#### [Lines taken from a collection]

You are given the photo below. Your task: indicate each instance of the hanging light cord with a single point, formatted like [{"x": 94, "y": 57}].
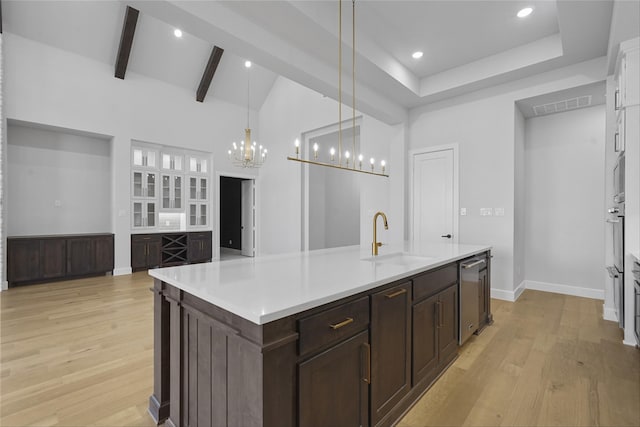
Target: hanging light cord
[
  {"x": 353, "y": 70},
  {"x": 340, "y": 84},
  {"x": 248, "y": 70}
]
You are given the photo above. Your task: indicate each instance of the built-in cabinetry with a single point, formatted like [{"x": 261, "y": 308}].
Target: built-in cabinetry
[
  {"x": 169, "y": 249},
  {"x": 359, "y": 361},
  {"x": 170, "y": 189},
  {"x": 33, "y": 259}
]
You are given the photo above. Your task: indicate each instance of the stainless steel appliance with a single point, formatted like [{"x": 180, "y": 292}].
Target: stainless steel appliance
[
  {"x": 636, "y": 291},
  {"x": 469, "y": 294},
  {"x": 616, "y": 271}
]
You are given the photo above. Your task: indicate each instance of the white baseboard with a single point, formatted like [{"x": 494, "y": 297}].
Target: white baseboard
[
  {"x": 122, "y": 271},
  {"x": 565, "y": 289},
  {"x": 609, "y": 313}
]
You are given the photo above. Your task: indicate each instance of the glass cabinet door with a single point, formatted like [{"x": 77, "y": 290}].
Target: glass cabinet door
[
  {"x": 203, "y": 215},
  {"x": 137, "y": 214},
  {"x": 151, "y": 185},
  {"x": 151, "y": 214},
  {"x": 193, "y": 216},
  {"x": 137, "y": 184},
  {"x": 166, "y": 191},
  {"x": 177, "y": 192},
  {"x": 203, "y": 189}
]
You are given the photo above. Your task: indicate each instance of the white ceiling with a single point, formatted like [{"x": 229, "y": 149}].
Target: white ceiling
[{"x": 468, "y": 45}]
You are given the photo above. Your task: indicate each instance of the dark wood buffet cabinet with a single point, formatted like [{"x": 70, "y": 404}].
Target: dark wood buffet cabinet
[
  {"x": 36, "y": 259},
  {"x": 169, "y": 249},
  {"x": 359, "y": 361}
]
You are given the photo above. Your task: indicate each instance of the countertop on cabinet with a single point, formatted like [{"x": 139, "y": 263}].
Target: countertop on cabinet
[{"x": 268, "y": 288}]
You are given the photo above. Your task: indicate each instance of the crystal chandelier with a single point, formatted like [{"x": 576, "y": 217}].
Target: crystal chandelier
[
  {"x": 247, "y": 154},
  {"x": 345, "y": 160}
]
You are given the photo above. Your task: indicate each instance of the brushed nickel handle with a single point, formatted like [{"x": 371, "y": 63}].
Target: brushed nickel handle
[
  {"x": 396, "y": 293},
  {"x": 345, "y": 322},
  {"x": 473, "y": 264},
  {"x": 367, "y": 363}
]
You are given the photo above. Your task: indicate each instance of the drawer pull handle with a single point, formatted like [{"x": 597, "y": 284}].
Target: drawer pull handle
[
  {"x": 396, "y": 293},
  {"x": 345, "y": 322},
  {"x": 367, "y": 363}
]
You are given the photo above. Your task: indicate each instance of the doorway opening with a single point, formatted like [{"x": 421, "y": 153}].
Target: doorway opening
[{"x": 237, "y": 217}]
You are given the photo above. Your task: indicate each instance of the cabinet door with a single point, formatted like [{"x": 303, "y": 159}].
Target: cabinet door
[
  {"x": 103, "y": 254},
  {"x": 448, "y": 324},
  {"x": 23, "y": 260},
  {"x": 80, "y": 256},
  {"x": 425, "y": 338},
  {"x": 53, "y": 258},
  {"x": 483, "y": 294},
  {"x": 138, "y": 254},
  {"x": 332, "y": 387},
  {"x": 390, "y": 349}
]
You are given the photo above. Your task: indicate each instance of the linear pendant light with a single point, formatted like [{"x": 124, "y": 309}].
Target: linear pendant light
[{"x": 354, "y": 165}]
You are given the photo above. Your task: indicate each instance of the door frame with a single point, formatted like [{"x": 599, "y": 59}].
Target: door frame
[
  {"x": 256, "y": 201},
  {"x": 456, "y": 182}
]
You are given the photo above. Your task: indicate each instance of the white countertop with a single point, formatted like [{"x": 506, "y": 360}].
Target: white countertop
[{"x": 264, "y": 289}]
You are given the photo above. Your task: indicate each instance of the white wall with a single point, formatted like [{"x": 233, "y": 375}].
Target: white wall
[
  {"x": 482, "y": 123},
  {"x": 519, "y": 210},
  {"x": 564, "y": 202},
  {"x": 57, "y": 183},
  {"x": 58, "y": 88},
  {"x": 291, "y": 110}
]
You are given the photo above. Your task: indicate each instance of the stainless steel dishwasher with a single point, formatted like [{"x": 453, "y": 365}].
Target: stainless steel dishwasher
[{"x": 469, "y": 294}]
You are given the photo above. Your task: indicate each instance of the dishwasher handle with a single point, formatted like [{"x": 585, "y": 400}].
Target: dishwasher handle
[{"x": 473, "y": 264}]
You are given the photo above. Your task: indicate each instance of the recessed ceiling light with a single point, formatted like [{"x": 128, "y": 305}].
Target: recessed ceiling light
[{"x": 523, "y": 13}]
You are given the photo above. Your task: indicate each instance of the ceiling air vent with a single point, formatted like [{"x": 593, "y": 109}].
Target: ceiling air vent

#### [EXERCISE DETAILS]
Format all the lines above as a numbered list, skipping any blank lines. Leave the pictures out.

#### [SOLVED EXERCISE]
1. You are given the photo below. Your task: indicate each instance of the hanging light cord with a single point, formatted like [{"x": 94, "y": 57}].
2. Target: hanging light cord
3. [
4.   {"x": 353, "y": 70},
5.   {"x": 340, "y": 84},
6.   {"x": 248, "y": 70}
7. ]
8. You are given the photo above. Your task: indicate each instance of the built-in cabinetry with a single point, formatted like [{"x": 261, "y": 308}].
9. Target: built-in cabinetry
10. [
11.   {"x": 169, "y": 249},
12.   {"x": 359, "y": 361},
13.   {"x": 170, "y": 189},
14.   {"x": 33, "y": 259}
15. ]
16. You are given the photo above. Your task: indicate each instance of the stainless steel appliance with a single point, formatted like [{"x": 180, "y": 292}].
17. Target: stainless steel appliance
18. [
19.   {"x": 636, "y": 291},
20.   {"x": 469, "y": 294},
21.   {"x": 616, "y": 271}
22. ]
23. You are given the photo above. Your task: indicate each instance of the white baseboard with a single point, formatted like [{"x": 494, "y": 297}].
24. Target: white baseboard
25. [
26.   {"x": 122, "y": 271},
27.   {"x": 565, "y": 289},
28.   {"x": 609, "y": 313}
29. ]
30. You are given the photo above. Your task: indicate each instance of the glass cabinet door with a single point, formatted like [{"x": 77, "y": 290}].
31. Target: glass cabinet door
32. [
33.   {"x": 203, "y": 215},
34.   {"x": 137, "y": 214},
35.   {"x": 151, "y": 185},
36.   {"x": 151, "y": 214},
37.   {"x": 193, "y": 216},
38.   {"x": 137, "y": 184},
39.   {"x": 166, "y": 191},
40.   {"x": 177, "y": 192},
41.   {"x": 203, "y": 189}
42. ]
43. You are given the photo above. Your task: indicate each instance of the white ceiling with a single point, formatted like [{"x": 229, "y": 149}].
44. Target: white ceiling
45. [{"x": 468, "y": 45}]
46. You are given the photo above. Your task: indicate each instance of the dark wood buffet cabinet with a single point, formatted like [{"x": 70, "y": 404}].
47. Target: dark wood buffet cabinet
48. [
49.   {"x": 36, "y": 259},
50.   {"x": 169, "y": 249},
51.   {"x": 359, "y": 361}
52. ]
53. You are given the photo above. Your task: indicate each instance of the countertop on cabinet with a single point, formatted like [{"x": 139, "y": 263}].
54. Target: countertop on cabinet
55. [{"x": 268, "y": 288}]
56. You are given the photo above. Your task: indicate each instance of the crystal chandelier with a single point, formatted like [{"x": 576, "y": 217}].
57. Target: crystal chandelier
58. [
59.   {"x": 247, "y": 154},
60.   {"x": 345, "y": 160}
61. ]
62. You are given the photo above. Your task: indicate each instance of the brushed nickel handle with a single point, formatted like [{"x": 371, "y": 63}].
63. Target: brushed nickel handle
64. [
65.   {"x": 396, "y": 293},
66.   {"x": 345, "y": 322},
67.   {"x": 473, "y": 264},
68.   {"x": 367, "y": 363}
69. ]
70. You are given the photo above. Your task: indicate each instance of the drawer pull handle with a single point, formatted like [{"x": 597, "y": 284}].
71. Target: drawer pull handle
72. [
73.   {"x": 396, "y": 293},
74.   {"x": 345, "y": 322},
75.   {"x": 367, "y": 363}
76. ]
77. You are given the photo above. Your task: indicate each instance of the doorway opening with a single point, formatted like [{"x": 421, "y": 153}].
78. Target: doorway opening
79. [{"x": 237, "y": 217}]
80. You are given the photo above. Your task: indicate each instance of the cabinet door with a single point, formatted like [{"x": 303, "y": 159}].
81. Target: cabinet door
82. [
83.   {"x": 103, "y": 254},
84.   {"x": 448, "y": 324},
85.   {"x": 23, "y": 260},
86.   {"x": 80, "y": 256},
87.   {"x": 425, "y": 338},
88.   {"x": 53, "y": 258},
89.   {"x": 483, "y": 294},
90.   {"x": 138, "y": 254},
91.   {"x": 332, "y": 387},
92.   {"x": 390, "y": 349}
93. ]
94. You are given the photo above. Your task: indicate each instance of the linear pendant light with a single point, formatted like [{"x": 124, "y": 309}].
95. Target: linear pendant light
96. [{"x": 354, "y": 165}]
97. You are given the photo above. Your task: indicate each instance of the door frame with a single point, formatted like [{"x": 599, "y": 59}].
98. Target: door frame
99. [
100.   {"x": 256, "y": 201},
101.   {"x": 456, "y": 182}
102. ]
103. You are given the photo above. Your task: indicate each instance of the white countertop with a single point, formatted like [{"x": 506, "y": 360}].
104. Target: white countertop
105. [{"x": 264, "y": 289}]
106. You are given the photo above. Your task: indicate each instance of the white wall with a single point, formatted like [{"x": 233, "y": 375}].
107. Target: white wall
108. [
109.   {"x": 482, "y": 123},
110.   {"x": 519, "y": 210},
111.   {"x": 564, "y": 202},
112.   {"x": 57, "y": 183},
113.   {"x": 58, "y": 88},
114.   {"x": 291, "y": 110}
115. ]
116. You are given the photo above. Your task: indicate each instance of the stainless steel dishwasher with a single point, formatted like [{"x": 453, "y": 365}].
117. Target: stainless steel dishwasher
118. [{"x": 469, "y": 294}]
119. You are given the photo above. Your task: indicate each instance of the dishwasher handle with a single point, formatted like [{"x": 585, "y": 400}].
120. Target: dishwasher handle
121. [{"x": 473, "y": 264}]
122. You are given the photo above. Your task: indicate each instance of the recessed ceiling light with a single point, formatted like [{"x": 128, "y": 305}].
123. Target: recessed ceiling light
124. [{"x": 523, "y": 13}]
125. You are given the photo above. Your task: indicate each instance of the ceiling air vent with a single point, formatted like [{"x": 593, "y": 109}].
126. Target: ceiling air vent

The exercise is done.